#### EXTRAIT DU TEXTE:
※
Pourtant le problème ne consiste pas à évoquer l’islam dans la constitution, mais plutôt de l’instrumentaliser pour restreindre les libertés fondamentales. Moins ambigu, serait d’énumérer les différentes caractéristiques de la Tunisie, sa riche histoire, sa multiculturalité, etc.

On pourrait commencer par les phéniciens, on pourrait même mentionner Hannabal, les fortes femmes de la Tunisie , Dido, la Kahina, etc. La présence des Romains et de Byzance ; la tradition juive qui remonte 2000 ans en arrière ; que la Tunisie était jadis un pays vert ; l’université de la Zitouna, à tradition généralement modéré, qui compte avec sa tradition de presque 1000 ans parmi les universités les plus anciennes du monde ; Ibn Khaldoun, précurseur de la sociologie moderne ; que la Tunisie eut été le premier pays musulman à abolir l’esclavage ; Khairaddin at-Tunsi, homme politique et penseur éclairé qui a cherché à concilier entre tradition et des idées des temps des lumières européennes ; que la Tunisie fut le premier pays Musulman à adopter une constitution moderne ; les différents cultures qui ont laissé leur empreintes ; Taher Haddad qui à changé à la lumière d’un islam ouvert sur l’avenir le destin de la femme Tunisienne pour la libérer du carcan de traditions obsolètes, les maquasid ach-Charia de Muhammad at-Tahir bin Achour qui ont réanimé une ancienne tradition réformatrice de l’islam maliquite ; peut-être il est même possible d’adopter des propos de nos savants et chercheurs éclairés qui soulignent notre orientation ouverte au monde, et la quête d’un état juste et d’une société développée.
※
#### DONNÉES FOURNIES:
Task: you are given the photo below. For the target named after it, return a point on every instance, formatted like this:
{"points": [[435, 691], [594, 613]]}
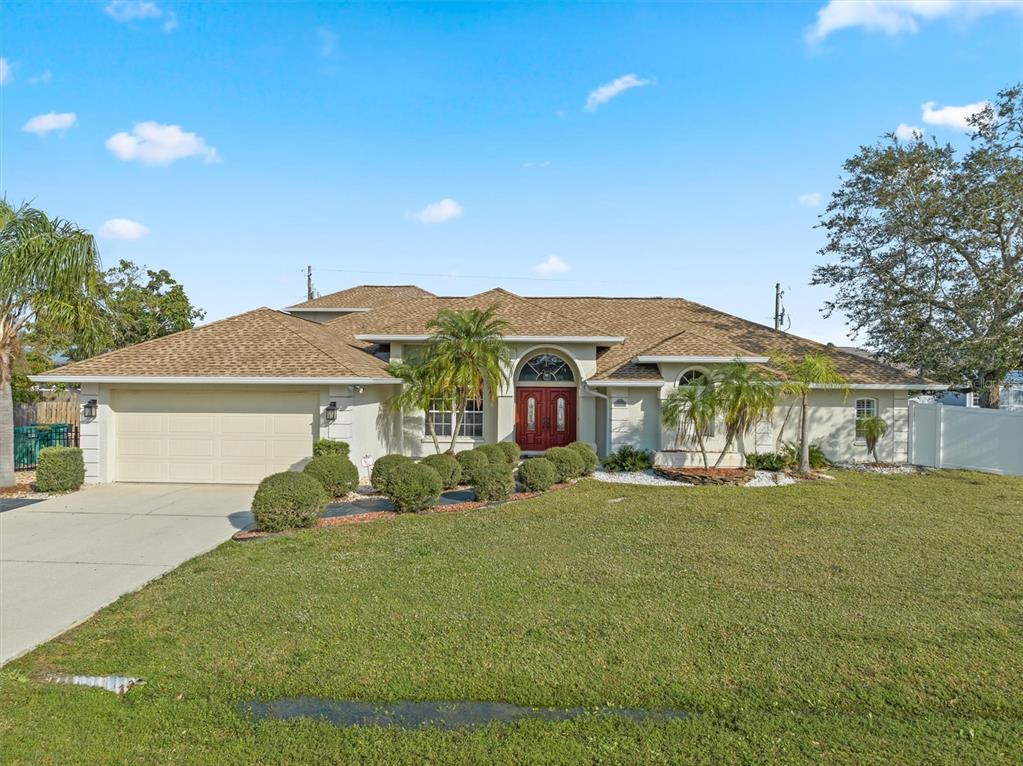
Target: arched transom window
{"points": [[546, 367]]}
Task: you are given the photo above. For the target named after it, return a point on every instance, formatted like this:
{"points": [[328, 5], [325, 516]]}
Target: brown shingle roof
{"points": [[364, 297], [258, 344]]}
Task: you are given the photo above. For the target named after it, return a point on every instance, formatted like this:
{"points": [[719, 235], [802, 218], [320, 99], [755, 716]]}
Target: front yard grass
{"points": [[873, 619]]}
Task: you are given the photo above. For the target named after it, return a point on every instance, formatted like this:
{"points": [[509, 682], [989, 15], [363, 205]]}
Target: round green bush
{"points": [[494, 453], [329, 447], [413, 488], [471, 461], [387, 466], [567, 462], [512, 452], [447, 467], [589, 458], [287, 500], [59, 469], [537, 474], [494, 482], [338, 475]]}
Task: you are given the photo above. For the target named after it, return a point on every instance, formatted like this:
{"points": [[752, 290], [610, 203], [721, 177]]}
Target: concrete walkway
{"points": [[62, 558]]}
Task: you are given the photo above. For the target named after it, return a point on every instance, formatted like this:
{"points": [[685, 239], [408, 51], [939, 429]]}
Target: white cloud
{"points": [[896, 16], [445, 210], [551, 267], [123, 228], [42, 124], [951, 117], [908, 132], [152, 143], [615, 88], [140, 10]]}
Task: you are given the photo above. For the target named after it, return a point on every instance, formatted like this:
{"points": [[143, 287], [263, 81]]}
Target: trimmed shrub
{"points": [[338, 475], [589, 458], [567, 462], [329, 447], [387, 466], [510, 450], [494, 482], [628, 459], [471, 462], [494, 453], [413, 487], [537, 474], [287, 500], [447, 467], [59, 469]]}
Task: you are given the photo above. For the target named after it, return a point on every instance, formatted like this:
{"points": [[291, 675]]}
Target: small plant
{"points": [[387, 466], [329, 447], [413, 487], [471, 461], [494, 482], [287, 500], [589, 458], [537, 474], [628, 459], [447, 468], [873, 427], [567, 462], [494, 453], [766, 460], [512, 452], [59, 469], [338, 475]]}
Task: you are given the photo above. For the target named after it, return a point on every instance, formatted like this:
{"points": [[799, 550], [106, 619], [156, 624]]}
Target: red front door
{"points": [[544, 417]]}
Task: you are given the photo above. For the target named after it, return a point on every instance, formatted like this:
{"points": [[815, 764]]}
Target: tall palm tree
{"points": [[747, 397], [472, 357], [690, 410], [800, 377], [421, 386], [48, 271]]}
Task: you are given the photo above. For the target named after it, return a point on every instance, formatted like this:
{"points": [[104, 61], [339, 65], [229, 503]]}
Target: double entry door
{"points": [[544, 417]]}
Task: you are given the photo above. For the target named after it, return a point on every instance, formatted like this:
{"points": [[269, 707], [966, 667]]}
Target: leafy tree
{"points": [[926, 251], [690, 410], [746, 397], [49, 269], [800, 378], [471, 356]]}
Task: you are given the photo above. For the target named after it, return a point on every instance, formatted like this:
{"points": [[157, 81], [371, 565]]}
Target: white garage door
{"points": [[211, 437]]}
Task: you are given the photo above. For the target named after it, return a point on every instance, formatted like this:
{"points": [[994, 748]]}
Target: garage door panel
{"points": [[229, 437]]}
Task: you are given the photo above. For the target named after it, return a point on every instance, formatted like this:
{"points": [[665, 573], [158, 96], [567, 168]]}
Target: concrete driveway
{"points": [[62, 558]]}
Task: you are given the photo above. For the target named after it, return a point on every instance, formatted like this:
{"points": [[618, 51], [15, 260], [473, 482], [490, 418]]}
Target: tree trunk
{"points": [[6, 436], [804, 443]]}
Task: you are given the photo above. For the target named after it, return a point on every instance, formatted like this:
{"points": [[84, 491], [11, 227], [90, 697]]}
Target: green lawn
{"points": [[866, 620]]}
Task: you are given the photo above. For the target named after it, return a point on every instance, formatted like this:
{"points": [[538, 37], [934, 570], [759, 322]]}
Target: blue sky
{"points": [[672, 149]]}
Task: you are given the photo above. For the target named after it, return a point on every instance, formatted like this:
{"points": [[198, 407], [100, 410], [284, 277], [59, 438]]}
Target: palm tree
{"points": [[472, 357], [690, 410], [747, 397], [873, 427], [48, 271], [800, 377], [421, 386]]}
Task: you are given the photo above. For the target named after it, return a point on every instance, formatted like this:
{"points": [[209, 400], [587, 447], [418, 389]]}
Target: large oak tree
{"points": [[925, 251]]}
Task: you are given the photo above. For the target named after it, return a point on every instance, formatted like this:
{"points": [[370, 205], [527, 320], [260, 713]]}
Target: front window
{"points": [[443, 417]]}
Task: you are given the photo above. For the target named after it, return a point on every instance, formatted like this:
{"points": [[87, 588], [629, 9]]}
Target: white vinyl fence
{"points": [[944, 437]]}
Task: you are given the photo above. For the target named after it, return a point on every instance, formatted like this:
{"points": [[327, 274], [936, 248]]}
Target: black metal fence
{"points": [[30, 439]]}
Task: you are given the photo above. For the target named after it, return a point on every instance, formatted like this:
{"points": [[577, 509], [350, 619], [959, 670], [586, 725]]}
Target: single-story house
{"points": [[240, 398]]}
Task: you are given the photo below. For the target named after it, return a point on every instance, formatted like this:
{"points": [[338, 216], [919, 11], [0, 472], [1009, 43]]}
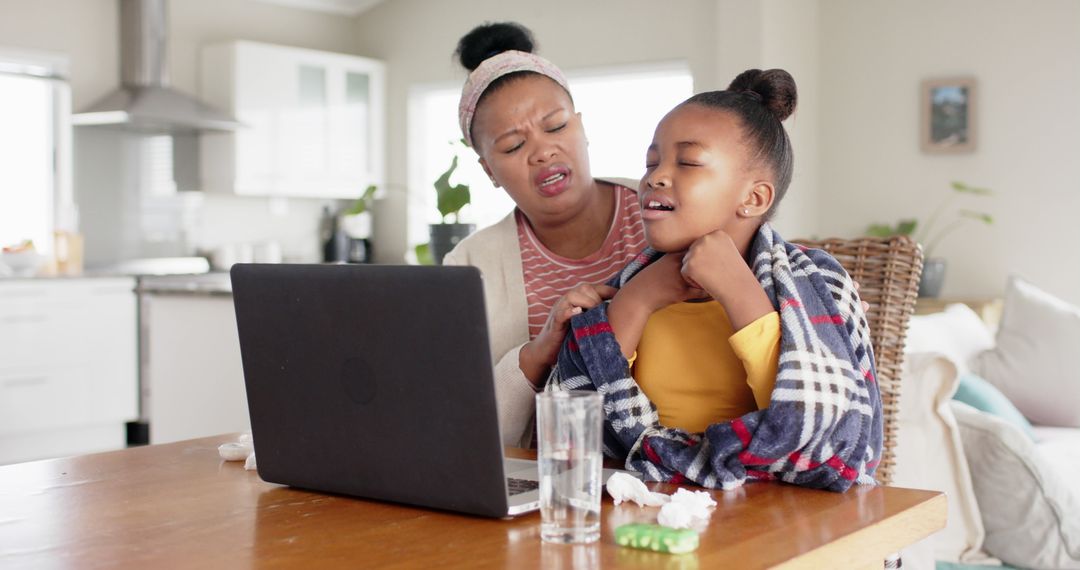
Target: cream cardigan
{"points": [[495, 250]]}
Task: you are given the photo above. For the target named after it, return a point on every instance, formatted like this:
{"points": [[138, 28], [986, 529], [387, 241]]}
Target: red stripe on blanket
{"points": [[590, 330], [790, 302], [741, 431], [760, 475], [838, 464], [649, 452], [818, 320], [796, 457], [751, 459]]}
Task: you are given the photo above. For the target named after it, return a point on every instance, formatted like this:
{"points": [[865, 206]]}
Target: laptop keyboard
{"points": [[520, 486]]}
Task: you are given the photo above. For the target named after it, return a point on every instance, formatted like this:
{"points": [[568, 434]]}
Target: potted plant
{"points": [[446, 234], [930, 234]]}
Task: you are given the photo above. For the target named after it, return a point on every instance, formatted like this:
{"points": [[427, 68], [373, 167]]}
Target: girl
{"points": [[751, 355]]}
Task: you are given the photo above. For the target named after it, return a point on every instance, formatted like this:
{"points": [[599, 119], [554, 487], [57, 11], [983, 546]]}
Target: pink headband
{"points": [[494, 68]]}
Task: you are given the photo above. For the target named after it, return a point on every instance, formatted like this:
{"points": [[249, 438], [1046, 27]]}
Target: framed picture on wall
{"points": [[948, 114]]}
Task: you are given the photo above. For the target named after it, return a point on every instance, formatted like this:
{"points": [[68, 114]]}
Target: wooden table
{"points": [[178, 505]]}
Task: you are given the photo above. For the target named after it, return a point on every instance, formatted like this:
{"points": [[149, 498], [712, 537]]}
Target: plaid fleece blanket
{"points": [[823, 424]]}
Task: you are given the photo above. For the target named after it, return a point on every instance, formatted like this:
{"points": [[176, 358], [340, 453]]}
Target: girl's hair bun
{"points": [[493, 39], [773, 87]]}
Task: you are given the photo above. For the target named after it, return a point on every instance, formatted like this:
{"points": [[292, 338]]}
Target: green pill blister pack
{"points": [[657, 538]]}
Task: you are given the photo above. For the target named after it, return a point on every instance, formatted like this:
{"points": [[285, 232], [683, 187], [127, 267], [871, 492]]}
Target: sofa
{"points": [[989, 414]]}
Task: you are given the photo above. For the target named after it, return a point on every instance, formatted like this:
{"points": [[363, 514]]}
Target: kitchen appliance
{"points": [[145, 102]]}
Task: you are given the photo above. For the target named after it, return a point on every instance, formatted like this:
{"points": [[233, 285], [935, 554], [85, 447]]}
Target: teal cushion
{"points": [[941, 565], [982, 395]]}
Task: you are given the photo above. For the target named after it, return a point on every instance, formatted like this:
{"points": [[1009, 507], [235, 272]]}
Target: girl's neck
{"points": [[743, 238], [584, 232]]}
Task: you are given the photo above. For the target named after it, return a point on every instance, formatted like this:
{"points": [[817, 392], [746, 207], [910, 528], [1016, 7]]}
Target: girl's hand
{"points": [[652, 288], [538, 355], [661, 284], [715, 263]]}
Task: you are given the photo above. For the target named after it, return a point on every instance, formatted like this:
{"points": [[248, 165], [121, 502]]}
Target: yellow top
{"points": [[699, 371]]}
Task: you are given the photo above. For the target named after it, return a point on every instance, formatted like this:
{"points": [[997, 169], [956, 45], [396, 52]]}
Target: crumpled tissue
{"points": [[683, 510], [625, 487], [242, 449], [686, 509]]}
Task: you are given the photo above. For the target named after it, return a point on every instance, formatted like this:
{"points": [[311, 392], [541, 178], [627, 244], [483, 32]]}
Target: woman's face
{"points": [[531, 143], [697, 178]]}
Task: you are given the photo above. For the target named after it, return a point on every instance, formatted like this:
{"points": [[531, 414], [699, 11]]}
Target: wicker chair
{"points": [[887, 270]]}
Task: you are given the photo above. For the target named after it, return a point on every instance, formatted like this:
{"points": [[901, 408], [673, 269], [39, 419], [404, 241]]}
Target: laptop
{"points": [[376, 381]]}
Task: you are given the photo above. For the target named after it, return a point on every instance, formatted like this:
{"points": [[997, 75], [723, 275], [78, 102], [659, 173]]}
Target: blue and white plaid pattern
{"points": [[823, 426]]}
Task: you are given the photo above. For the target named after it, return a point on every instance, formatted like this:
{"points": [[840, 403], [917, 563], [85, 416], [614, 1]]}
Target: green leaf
{"points": [[906, 227], [962, 188], [880, 230], [981, 216], [454, 198], [362, 203], [423, 255]]}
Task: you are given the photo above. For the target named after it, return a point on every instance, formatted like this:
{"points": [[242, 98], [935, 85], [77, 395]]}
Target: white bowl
{"points": [[22, 263]]}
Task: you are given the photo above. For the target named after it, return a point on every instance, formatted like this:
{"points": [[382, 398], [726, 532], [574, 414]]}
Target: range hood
{"points": [[145, 103]]}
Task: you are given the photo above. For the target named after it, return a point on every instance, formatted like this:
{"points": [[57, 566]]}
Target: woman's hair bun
{"points": [[774, 87], [493, 39]]}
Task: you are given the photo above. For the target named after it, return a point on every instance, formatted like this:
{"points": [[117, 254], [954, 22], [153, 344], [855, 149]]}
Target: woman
{"points": [[568, 228]]}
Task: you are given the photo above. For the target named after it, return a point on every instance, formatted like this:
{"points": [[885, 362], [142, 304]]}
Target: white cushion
{"points": [[1028, 510], [958, 333], [1061, 448], [930, 456], [1034, 363]]}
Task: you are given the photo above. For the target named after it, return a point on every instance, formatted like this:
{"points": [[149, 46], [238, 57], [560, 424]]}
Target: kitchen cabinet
{"points": [[192, 375], [313, 121], [68, 366]]}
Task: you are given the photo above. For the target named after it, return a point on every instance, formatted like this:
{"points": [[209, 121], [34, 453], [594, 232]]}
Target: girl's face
{"points": [[698, 178], [531, 143]]}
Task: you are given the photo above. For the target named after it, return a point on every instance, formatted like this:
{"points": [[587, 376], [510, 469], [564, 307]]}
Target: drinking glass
{"points": [[569, 425]]}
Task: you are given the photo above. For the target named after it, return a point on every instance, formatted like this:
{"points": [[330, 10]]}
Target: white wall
{"points": [[417, 38], [86, 30], [1026, 58], [780, 34]]}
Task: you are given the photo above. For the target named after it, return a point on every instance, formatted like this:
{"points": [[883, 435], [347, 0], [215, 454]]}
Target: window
{"points": [[34, 104], [620, 108]]}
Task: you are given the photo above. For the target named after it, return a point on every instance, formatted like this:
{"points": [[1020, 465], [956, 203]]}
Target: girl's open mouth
{"points": [[656, 207]]}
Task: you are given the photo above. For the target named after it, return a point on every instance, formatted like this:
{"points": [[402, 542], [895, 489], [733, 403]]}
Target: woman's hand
{"points": [[538, 355]]}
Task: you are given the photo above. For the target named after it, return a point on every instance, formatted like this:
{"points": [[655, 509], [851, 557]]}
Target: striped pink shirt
{"points": [[549, 275]]}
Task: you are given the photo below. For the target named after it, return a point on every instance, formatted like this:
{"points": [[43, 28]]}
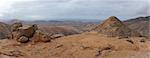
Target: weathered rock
{"points": [[15, 26], [39, 36], [5, 31], [114, 27], [27, 31], [57, 36], [23, 39]]}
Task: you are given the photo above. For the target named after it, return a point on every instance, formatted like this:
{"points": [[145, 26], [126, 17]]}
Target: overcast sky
{"points": [[72, 9]]}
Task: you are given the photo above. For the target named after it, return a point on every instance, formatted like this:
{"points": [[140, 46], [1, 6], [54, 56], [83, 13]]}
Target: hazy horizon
{"points": [[72, 9]]}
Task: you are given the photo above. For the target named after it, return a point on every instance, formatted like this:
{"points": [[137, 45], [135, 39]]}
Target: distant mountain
{"points": [[116, 28], [140, 24]]}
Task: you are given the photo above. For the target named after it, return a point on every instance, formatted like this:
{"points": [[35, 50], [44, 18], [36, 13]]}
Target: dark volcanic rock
{"points": [[114, 27], [4, 31], [23, 39]]}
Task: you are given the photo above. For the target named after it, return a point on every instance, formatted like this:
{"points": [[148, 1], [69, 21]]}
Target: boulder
{"points": [[39, 36], [53, 36], [23, 39], [15, 26]]}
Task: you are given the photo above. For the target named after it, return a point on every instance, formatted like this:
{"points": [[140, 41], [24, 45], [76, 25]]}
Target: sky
{"points": [[72, 9]]}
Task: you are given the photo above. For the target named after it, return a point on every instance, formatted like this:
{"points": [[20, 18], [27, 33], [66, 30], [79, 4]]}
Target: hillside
{"points": [[30, 42], [140, 24]]}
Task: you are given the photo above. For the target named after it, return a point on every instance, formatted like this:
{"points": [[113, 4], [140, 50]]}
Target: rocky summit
{"points": [[115, 28]]}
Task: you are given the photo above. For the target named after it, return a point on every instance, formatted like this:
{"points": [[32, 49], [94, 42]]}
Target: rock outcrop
{"points": [[140, 24], [116, 28], [27, 33], [5, 32], [39, 36]]}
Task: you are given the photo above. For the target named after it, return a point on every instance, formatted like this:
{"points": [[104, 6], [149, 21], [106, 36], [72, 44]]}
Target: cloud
{"points": [[75, 9]]}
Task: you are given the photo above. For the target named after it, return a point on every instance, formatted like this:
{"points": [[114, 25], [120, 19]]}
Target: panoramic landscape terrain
{"points": [[74, 29], [111, 38]]}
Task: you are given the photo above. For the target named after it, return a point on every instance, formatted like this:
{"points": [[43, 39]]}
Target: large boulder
{"points": [[15, 26], [39, 36], [53, 36]]}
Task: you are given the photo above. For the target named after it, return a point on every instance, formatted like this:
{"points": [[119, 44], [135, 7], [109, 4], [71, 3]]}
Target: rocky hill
{"points": [[30, 42], [114, 27], [140, 24]]}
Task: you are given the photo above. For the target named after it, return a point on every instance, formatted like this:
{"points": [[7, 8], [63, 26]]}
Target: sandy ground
{"points": [[86, 45]]}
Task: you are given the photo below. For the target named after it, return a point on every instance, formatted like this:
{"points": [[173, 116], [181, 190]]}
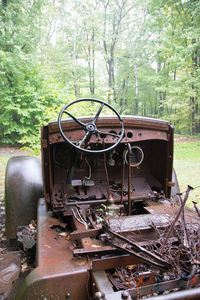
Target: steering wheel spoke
{"points": [[108, 133], [98, 113], [91, 128], [74, 118], [85, 138]]}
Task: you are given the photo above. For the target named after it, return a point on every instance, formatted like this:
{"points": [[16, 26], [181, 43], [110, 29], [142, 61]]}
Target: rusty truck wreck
{"points": [[112, 222]]}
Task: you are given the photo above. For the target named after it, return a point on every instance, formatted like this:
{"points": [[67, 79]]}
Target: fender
{"points": [[23, 187]]}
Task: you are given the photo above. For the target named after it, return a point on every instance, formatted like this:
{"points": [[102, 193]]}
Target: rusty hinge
{"points": [[171, 183], [47, 198], [44, 143]]}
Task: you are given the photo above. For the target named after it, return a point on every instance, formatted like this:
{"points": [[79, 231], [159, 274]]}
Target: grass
{"points": [[186, 164], [3, 162]]}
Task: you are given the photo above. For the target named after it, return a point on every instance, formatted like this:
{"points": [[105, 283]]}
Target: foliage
{"points": [[143, 57]]}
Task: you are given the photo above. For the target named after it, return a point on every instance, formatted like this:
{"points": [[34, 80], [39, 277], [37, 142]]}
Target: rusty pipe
{"points": [[191, 274], [183, 223], [177, 216], [129, 178], [110, 197], [196, 208], [123, 175]]}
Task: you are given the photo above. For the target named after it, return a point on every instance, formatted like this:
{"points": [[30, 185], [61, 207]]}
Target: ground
{"points": [[187, 165]]}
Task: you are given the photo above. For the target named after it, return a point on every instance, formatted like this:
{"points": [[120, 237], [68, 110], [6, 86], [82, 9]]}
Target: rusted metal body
{"points": [[77, 256]]}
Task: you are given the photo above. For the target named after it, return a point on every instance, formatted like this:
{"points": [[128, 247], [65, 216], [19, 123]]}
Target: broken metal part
{"points": [[136, 250], [110, 197], [129, 178], [196, 208], [183, 223], [177, 216]]}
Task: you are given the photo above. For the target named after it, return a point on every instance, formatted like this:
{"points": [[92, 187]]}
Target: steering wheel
{"points": [[90, 128]]}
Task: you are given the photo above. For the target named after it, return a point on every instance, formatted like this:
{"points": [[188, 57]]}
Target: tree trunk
{"points": [[136, 90]]}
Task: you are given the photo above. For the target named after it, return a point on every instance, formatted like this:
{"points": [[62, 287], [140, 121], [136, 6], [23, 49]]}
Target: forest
{"points": [[142, 57]]}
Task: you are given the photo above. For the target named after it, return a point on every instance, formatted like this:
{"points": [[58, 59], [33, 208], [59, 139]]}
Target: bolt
{"points": [[68, 295], [125, 295], [99, 296]]}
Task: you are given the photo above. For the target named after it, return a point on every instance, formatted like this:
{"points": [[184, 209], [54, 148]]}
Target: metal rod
{"points": [[196, 208], [110, 197], [123, 174], [129, 178], [187, 242], [177, 216]]}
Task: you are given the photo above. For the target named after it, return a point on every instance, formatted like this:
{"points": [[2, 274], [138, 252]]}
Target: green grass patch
{"points": [[187, 166], [3, 162]]}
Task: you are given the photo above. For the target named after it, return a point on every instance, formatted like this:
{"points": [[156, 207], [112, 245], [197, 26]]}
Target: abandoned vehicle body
{"points": [[112, 223]]}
※
Recopiez mot pour mot le passage du texte sur la Tunisie et sa constitution, de « Pourtant le problème » jusqu'à « sa multiculturalité, etc. » inclus.

#### RÉSULTAT ATTENDU:
Pourtant le problème ne consiste pas à évoquer l’islam dans la constitution, mais plutôt de l’instrumentaliser pour restreindre les libertés fondamentales. Moins ambigu, serait d’énumérer les différentes caractéristiques de la Tunisie, sa riche histoire, sa multiculturalité, etc.